▸ Records supplied
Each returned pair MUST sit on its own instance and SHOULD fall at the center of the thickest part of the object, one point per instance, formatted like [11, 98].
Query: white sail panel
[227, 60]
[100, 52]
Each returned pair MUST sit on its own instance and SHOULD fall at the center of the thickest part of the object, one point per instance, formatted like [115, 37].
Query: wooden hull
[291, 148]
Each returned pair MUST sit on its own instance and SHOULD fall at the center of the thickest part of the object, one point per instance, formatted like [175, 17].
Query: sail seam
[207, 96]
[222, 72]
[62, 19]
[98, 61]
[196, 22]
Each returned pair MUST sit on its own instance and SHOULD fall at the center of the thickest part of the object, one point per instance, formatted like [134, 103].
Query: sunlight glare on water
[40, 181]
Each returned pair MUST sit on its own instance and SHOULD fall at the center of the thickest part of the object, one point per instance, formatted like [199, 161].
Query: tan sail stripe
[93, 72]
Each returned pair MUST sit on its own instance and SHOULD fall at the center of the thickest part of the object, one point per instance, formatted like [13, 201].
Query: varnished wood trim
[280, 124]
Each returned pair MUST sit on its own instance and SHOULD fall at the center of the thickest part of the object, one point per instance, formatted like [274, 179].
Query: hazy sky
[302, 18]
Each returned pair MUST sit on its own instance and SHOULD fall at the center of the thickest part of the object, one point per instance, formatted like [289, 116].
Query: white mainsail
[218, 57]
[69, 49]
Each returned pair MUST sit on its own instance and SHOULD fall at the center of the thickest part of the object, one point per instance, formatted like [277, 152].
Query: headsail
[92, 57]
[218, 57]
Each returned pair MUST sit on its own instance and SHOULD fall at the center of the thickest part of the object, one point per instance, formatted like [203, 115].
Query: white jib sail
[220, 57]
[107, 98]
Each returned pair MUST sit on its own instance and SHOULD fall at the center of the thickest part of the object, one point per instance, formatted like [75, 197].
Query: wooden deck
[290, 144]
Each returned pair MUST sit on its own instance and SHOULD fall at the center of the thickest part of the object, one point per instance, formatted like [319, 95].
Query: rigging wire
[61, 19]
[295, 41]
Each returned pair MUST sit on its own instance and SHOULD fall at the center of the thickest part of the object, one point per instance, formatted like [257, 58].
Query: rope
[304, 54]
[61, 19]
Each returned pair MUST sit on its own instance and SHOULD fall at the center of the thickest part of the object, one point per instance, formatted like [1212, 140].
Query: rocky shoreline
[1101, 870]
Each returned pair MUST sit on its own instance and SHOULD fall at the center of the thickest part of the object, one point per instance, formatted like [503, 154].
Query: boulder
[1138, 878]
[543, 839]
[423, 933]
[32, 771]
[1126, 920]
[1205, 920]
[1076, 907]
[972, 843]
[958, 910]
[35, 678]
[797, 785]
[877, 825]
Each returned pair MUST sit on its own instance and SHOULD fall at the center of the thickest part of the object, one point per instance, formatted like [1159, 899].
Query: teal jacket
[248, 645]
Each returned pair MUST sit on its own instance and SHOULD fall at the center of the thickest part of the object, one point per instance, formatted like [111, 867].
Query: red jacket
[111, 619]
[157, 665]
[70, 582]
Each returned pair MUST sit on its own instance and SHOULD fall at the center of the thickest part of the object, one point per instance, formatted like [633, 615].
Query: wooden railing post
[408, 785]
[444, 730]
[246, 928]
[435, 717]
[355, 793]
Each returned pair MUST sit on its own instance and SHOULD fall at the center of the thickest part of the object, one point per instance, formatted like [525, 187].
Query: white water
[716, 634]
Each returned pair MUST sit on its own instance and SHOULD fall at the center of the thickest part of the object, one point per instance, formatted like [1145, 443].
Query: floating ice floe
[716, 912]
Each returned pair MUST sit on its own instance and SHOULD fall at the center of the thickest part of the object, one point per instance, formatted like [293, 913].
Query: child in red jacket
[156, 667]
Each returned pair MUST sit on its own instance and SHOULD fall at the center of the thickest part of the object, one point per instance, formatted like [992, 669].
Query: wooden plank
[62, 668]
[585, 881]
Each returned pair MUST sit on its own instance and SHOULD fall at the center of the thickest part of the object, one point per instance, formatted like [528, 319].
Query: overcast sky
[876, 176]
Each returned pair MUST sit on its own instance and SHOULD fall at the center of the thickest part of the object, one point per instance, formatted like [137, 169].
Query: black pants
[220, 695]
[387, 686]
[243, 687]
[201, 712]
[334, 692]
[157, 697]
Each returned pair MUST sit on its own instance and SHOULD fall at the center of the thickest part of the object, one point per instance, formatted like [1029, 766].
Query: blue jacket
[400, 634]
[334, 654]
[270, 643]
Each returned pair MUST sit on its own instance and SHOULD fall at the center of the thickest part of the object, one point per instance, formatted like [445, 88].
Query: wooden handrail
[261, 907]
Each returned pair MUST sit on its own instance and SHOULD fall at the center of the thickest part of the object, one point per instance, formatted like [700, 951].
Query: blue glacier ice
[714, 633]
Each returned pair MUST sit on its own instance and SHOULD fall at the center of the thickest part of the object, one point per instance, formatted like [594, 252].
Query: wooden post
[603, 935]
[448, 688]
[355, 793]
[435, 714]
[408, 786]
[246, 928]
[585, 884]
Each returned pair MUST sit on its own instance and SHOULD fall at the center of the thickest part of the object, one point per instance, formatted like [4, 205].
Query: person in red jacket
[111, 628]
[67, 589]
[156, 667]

▸ What is being asked
Quote the material exactly, leaving nothing out.

▸ Solution
Each returned pair MUST sit on its own instance and SHOULD fall at the center of the thickest part of the object, one point per instance, formatted like [11, 98].
Query: white sail panel
[227, 60]
[100, 52]
Each returned pair MUST sit on its own instance and SHOULD fall at the center of the thickest part of the object, one point per instance, formatted like [115, 37].
Query: wooden hull
[291, 148]
Each returned pair MUST sit on its own instance and SHOULD fall at the center of the thickest part of the object, one point per instance, formatted like [175, 17].
Query: sail seam
[207, 96]
[222, 72]
[62, 19]
[98, 61]
[196, 22]
Each returned pair MUST sit on its own instance and SHOULD fall at the center of the thickest part of the object, one point per instance, formatted like [134, 103].
Query: sunlight glare on water
[40, 181]
Each returned pair MUST sit on its own instance and SHOULD fall at the center of the thickest part of the object, one point per instance, formatted like [199, 161].
Query: tan sail stripe
[93, 72]
Each returned pair MUST sit on its own instance and SHOULD fall at the center of the thickest part of the object, one point per instance, formatted like [13, 201].
Query: varnished wood trim
[280, 124]
Each returned pair MUST sit on its own instance and SHOULD fall at the center of the thickest part of the object, one point per instance, formatted like [274, 179].
Query: hazy sky
[302, 18]
Each returned pair MUST sit on its own instance and SHOULD fall at the center of the thickest part of the object, one point per instance, formatted like [289, 116].
Query: white mainsail
[218, 57]
[69, 49]
Each returned pair MUST sit on its own instance and SHOULD fall at the center of the thickest part of the object, one point per instance, formatted like [277, 152].
Query: headsail
[92, 57]
[218, 57]
Each returned pair MUST sit on its own instance and SHOULD fall at the center of the thickest part of the object, one point per instance, formatted like [203, 115].
Query: white jib sail
[220, 57]
[107, 98]
Each returned pair MUST sit on its own instance and SHOULD fall at the center of the thickest part of the object, one point per instance, formatted like [75, 197].
Query: wooden deck
[290, 144]
Each returned pair MUST sit on its own instance and SHOULD fall at the center of the thickest part of the object, one point per instance, formatted like [319, 95].
Query: rigging wire
[61, 19]
[295, 41]
Each returned pair MUST sit on its own instance and SHOULD fall at the center of the thickest part of the object, one point per instance, formatted like [257, 58].
Query: rope
[304, 54]
[61, 19]
Each returned pair MUST sit on its own instance and SHOULD fall at the center of the thickest part of the object, one point per instance, formatted like [1212, 140].
Query: rocky shoreline
[1101, 870]
Each returned pair MUST sit on its own instance and SHOULD fall at the center of the thickest part of the object, one point per instance, formatted like [503, 154].
Query: boulder
[1138, 878]
[543, 839]
[423, 933]
[32, 771]
[1126, 920]
[1205, 920]
[1076, 907]
[972, 843]
[958, 910]
[35, 678]
[797, 785]
[877, 825]
Each returned pair MUST sit on its own instance and SHOULD fall at the center of the thickest part of the object, one point per instance, formatted like [1159, 899].
Query: teal jacket
[248, 645]
Each returned pair MUST sit on its own instance and SHOULD fall at the center of the thickest part of the object, one point per instance, formatted like [111, 867].
Query: red jacket
[111, 619]
[157, 665]
[70, 582]
Each returned pair MUST sit on its own instance and SHOULD fall at the center of the thickest part of the object, one point per instance, formatted like [633, 615].
Query: wooden railing post
[408, 785]
[444, 730]
[246, 928]
[435, 717]
[355, 793]
Each returned pair MUST sit on its own instance and SHOULD fall at the center of the thickest part of the object, one point per instance, formatted like [525, 187].
Query: white water
[716, 634]
Each returned pair MUST sit on its own instance and SHOULD fall at the center of the thickest part of the object, one point per instance, formatted like [1145, 443].
Query: floating ice floe
[716, 912]
Each returned pair MUST sit on its own instance and SHOULD fall at the center of the thickest part of the object, one point per instance, formatted like [293, 913].
Query: child in red jacket
[156, 667]
Each returned pair MUST sit on its own instance and SHOULD fall at the center of the thickest part of the object, one point per instance, formatted like [992, 669].
Query: wooden plank
[62, 668]
[585, 881]
Each returned pair MUST sit on its own instance and SHOULD fall at the center of the thickest part of the object, one point per instance, formatted like [528, 319].
Query: overcast sky
[876, 176]
Each returned pair MUST sit on its own instance and SHOULD fall at the center of the thickest part of the object, one point per instance, formatted like [137, 169].
Query: black pants
[220, 695]
[387, 686]
[243, 687]
[201, 712]
[334, 692]
[157, 697]
Each returned pair MUST sit on its own instance and SHOULD fall at the center of the thickest part of the object, one point per instance, formatted like [1029, 766].
Query: blue jacket
[400, 634]
[334, 654]
[270, 643]
Each returned pair MUST sit on its own instance and SHOULD fall at the center of the thickest part of the object, one point per instance, formatted like [445, 88].
Query: wooden handrail
[261, 907]
Each returned pair MUST sit on its own instance and SHOULD fall at the center of the thickest part of the object, one point per instance, formatted like [700, 951].
Query: blue glacier ice
[714, 633]
Each returned pair MUST sit on its own instance and SHOULD fall at the center of the thickest part of the object, one point per instance, formatted like [594, 252].
Query: wooden post
[603, 935]
[448, 688]
[355, 793]
[435, 714]
[408, 786]
[246, 928]
[585, 884]
Each returned pair MUST sit on its own instance and SHOULD fall at the center of the thickest part of the object, one point per instance, formatted like [4, 205].
Query: person in red jacket
[111, 628]
[67, 589]
[156, 667]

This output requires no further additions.